=== GIVEN INSTRUCTION ===
Find the line containing "give the outline of every instance of the sky". Reproduce it and every line after it up to the end of the records, exactly as written.

— Start of RECORDS FOR THIS EXERCISE —

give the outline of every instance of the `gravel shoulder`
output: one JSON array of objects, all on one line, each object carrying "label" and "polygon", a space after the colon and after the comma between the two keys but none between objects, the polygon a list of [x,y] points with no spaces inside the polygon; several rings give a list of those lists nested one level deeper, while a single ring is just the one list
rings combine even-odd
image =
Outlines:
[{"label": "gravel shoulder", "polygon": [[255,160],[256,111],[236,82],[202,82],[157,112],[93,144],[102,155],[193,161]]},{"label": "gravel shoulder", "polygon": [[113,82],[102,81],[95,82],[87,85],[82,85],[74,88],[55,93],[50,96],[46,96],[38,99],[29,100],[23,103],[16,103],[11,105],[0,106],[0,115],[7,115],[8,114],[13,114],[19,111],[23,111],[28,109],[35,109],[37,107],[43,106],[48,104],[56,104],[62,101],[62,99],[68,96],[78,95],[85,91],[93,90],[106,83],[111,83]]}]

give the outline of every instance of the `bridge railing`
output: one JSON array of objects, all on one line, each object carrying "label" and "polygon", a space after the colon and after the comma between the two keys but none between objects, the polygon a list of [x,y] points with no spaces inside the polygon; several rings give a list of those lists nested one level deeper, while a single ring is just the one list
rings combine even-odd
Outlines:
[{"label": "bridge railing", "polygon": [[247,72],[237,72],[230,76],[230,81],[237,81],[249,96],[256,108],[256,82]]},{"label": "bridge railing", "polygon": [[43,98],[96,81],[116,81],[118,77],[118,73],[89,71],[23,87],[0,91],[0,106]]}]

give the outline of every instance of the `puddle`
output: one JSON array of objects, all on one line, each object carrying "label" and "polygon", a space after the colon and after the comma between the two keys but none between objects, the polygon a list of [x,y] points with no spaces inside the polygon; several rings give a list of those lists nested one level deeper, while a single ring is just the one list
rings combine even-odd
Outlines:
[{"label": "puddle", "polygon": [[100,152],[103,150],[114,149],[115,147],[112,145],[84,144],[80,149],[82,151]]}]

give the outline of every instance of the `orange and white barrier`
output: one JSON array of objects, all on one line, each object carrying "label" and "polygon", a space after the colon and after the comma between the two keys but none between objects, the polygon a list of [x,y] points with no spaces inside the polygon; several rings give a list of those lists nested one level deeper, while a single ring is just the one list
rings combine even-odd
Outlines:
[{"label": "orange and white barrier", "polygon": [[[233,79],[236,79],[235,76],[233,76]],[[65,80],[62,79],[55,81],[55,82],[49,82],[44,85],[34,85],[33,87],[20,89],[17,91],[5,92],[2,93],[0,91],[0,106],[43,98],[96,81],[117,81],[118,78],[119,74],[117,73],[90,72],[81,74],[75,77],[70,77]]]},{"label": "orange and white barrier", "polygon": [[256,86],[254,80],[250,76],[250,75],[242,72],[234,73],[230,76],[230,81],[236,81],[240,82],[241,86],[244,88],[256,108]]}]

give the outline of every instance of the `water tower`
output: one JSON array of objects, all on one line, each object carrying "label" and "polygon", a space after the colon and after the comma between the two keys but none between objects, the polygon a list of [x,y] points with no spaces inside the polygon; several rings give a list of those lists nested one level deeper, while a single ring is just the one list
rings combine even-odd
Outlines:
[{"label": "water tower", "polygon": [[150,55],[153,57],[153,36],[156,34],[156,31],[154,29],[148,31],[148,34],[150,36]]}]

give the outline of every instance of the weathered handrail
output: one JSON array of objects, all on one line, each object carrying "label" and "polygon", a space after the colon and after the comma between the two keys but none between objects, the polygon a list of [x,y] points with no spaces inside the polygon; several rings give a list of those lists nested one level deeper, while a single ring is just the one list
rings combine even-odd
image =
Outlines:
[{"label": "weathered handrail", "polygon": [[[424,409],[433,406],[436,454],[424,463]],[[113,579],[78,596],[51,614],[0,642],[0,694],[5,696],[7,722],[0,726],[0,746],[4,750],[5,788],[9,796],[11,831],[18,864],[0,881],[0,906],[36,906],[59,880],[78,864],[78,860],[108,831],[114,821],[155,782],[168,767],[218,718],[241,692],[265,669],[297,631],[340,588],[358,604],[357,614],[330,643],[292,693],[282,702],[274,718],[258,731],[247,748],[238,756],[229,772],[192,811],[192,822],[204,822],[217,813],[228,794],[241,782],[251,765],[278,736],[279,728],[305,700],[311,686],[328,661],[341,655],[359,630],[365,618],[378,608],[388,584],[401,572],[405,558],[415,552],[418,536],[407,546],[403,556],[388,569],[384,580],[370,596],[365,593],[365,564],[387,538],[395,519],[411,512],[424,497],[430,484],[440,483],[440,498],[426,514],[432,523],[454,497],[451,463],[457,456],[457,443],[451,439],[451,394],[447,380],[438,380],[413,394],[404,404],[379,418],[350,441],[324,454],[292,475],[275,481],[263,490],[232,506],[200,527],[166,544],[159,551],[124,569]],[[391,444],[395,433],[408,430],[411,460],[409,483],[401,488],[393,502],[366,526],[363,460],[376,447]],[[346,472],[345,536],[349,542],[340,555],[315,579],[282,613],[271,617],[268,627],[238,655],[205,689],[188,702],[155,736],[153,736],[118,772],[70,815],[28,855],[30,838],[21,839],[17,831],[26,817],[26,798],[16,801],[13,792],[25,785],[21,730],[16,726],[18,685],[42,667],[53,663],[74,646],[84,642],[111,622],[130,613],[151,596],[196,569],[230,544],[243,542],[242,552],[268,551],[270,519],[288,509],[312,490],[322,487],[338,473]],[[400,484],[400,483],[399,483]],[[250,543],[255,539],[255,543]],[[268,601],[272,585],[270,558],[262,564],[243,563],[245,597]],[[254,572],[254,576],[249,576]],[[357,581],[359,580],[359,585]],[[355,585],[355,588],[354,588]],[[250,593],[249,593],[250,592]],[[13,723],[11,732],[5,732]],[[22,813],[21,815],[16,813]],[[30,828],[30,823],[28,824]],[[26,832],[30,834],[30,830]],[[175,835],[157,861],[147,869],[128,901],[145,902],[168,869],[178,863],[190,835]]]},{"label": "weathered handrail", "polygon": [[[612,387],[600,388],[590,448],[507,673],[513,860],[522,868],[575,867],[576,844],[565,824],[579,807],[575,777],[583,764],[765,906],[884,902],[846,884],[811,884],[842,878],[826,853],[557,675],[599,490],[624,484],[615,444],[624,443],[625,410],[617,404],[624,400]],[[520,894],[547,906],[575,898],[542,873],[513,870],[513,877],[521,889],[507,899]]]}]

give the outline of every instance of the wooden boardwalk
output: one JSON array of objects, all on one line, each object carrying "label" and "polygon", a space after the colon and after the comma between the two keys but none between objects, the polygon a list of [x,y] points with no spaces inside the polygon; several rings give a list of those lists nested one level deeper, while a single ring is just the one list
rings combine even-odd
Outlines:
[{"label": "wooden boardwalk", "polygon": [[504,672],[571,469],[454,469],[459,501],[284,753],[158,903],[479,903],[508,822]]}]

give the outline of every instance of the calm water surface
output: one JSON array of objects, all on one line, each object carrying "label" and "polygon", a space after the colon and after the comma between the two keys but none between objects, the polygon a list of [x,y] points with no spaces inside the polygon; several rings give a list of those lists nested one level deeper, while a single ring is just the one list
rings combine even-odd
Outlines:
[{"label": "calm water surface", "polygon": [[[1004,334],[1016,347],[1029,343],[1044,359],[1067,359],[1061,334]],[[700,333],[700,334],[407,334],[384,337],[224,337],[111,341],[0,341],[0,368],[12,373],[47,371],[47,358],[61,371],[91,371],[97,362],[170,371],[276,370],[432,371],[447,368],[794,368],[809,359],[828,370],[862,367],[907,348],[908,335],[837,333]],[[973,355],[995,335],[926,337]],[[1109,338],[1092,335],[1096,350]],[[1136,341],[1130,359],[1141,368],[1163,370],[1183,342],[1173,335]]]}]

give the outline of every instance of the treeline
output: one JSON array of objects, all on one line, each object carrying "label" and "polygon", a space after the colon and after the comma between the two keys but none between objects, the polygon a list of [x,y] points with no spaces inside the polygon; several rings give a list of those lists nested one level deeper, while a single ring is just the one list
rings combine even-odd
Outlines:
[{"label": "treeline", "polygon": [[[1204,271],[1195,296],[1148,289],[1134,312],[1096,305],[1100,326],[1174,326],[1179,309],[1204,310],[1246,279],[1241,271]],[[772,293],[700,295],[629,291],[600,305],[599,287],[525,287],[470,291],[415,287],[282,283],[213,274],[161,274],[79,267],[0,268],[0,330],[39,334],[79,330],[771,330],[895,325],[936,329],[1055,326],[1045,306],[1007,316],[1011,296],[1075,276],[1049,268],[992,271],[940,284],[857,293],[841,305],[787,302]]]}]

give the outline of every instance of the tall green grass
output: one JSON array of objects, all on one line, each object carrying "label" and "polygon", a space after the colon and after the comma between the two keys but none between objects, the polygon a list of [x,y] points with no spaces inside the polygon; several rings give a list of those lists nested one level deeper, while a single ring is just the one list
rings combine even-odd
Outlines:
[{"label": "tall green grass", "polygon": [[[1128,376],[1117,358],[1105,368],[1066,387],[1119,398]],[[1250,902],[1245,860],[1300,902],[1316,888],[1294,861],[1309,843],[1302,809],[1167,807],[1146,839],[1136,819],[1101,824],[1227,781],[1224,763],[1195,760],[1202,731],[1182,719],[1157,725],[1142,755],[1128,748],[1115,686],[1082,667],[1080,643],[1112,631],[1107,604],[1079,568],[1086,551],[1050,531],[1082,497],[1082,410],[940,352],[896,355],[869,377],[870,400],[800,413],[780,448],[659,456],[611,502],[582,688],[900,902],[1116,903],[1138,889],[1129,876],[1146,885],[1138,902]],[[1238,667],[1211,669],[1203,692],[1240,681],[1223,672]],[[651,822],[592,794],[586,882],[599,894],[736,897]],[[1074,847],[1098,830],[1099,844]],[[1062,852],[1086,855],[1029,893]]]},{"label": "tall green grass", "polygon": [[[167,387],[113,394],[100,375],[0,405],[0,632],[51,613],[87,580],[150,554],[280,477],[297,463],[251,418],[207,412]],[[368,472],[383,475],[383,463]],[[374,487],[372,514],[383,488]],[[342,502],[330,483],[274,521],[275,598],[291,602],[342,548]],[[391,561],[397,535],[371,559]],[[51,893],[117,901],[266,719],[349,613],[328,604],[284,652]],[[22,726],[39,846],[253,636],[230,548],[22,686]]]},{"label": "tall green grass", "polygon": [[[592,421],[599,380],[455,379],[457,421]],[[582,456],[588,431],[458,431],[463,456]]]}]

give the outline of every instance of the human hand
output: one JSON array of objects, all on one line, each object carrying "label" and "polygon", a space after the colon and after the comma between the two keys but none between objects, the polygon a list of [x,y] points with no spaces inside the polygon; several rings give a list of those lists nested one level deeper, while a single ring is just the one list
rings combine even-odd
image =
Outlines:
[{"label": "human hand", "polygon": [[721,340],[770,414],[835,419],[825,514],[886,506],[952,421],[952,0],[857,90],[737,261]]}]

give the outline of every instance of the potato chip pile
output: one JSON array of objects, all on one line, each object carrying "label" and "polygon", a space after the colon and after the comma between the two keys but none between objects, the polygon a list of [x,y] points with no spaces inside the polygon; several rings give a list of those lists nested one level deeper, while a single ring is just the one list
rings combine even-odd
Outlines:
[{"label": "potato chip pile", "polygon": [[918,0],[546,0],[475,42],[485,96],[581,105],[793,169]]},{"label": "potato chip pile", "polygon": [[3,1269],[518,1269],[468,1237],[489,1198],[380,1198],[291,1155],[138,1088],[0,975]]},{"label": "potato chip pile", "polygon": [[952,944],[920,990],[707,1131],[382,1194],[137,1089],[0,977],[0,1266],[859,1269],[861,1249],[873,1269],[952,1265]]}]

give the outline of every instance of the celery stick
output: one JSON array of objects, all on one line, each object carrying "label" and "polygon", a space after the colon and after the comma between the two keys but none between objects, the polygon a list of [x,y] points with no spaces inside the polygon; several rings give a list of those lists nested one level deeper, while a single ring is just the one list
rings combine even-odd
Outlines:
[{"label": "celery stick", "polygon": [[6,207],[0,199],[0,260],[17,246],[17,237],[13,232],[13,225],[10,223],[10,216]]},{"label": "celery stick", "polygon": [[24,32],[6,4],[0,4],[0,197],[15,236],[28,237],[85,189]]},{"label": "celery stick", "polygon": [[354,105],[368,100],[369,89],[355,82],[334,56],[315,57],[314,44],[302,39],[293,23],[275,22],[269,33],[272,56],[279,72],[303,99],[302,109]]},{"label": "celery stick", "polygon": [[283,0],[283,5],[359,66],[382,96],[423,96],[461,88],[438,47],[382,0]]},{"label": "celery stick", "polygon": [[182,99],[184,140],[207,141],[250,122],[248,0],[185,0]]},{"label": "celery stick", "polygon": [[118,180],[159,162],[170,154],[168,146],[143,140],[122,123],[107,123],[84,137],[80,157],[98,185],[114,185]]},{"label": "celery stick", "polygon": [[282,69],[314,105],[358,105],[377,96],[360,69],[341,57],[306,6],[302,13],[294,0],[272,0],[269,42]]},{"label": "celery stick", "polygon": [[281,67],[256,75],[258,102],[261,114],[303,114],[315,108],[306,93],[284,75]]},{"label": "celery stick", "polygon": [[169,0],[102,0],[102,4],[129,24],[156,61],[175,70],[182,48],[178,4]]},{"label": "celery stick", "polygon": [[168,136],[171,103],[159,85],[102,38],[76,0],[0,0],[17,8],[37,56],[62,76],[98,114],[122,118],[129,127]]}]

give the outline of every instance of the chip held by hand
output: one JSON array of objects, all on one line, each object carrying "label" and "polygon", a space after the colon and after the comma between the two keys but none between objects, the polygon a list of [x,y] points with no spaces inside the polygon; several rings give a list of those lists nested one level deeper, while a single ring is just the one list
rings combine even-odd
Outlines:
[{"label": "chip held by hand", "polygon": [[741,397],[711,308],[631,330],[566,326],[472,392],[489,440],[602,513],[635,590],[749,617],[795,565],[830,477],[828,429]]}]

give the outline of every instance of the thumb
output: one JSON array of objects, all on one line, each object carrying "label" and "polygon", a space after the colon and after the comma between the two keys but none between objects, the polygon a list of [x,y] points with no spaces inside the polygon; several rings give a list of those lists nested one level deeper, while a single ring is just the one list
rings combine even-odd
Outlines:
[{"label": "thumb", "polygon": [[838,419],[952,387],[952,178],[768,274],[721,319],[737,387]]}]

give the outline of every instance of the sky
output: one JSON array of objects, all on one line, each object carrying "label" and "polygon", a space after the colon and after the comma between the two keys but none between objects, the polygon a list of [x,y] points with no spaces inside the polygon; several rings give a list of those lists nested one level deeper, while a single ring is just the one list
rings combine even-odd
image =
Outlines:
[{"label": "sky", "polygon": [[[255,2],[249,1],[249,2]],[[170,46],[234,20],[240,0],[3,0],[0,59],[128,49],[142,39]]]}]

— End of RECORDS FOR THIS EXERCISE —

=== THE COMPLETED TASK ===
give the outline of every instance of the sky
output: one JSON array of objects, all on one line, each object carrying "label" and "polygon", a space after the colon and after the comma between the two keys but none between objects, the polygon a list of [x,y] points with no spaces inside the polygon; several rings give a list of those lists nested one level deeper, while a single ring is just the one list
rings combine even-odd
image =
Outlines:
[{"label": "sky", "polygon": [[[255,2],[249,1],[249,2]],[[170,46],[234,20],[240,0],[3,0],[0,59],[128,49],[142,39]]]}]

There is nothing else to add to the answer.